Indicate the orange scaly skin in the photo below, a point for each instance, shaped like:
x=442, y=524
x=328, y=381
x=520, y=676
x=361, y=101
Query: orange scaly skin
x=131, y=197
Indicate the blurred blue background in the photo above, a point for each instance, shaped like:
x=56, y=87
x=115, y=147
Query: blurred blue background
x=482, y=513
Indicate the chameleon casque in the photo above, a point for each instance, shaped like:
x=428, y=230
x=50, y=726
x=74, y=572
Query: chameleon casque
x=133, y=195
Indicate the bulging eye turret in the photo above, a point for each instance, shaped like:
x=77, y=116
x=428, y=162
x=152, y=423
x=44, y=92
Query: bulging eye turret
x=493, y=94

» Task directions: Output the data once more, exactly as given.

» Output below:
Indicate the orange scaly skin in the photo below, a point for each instance, shaped like:
x=442, y=524
x=328, y=381
x=520, y=676
x=361, y=101
Query: orange scaly skin
x=131, y=197
Indicate the blurred blue background in the photo above, a point for each instance, shaped like:
x=56, y=87
x=115, y=147
Query: blurred blue background
x=482, y=513
Indicate the chameleon casque in the photo above, a point for each instance, shaped like:
x=428, y=230
x=50, y=726
x=74, y=572
Query: chameleon casque
x=133, y=195
Indicate the bulging eye turret in the photo above, a point for each instance, shaped like:
x=77, y=116
x=428, y=162
x=152, y=423
x=44, y=92
Query: bulging eye turret
x=493, y=94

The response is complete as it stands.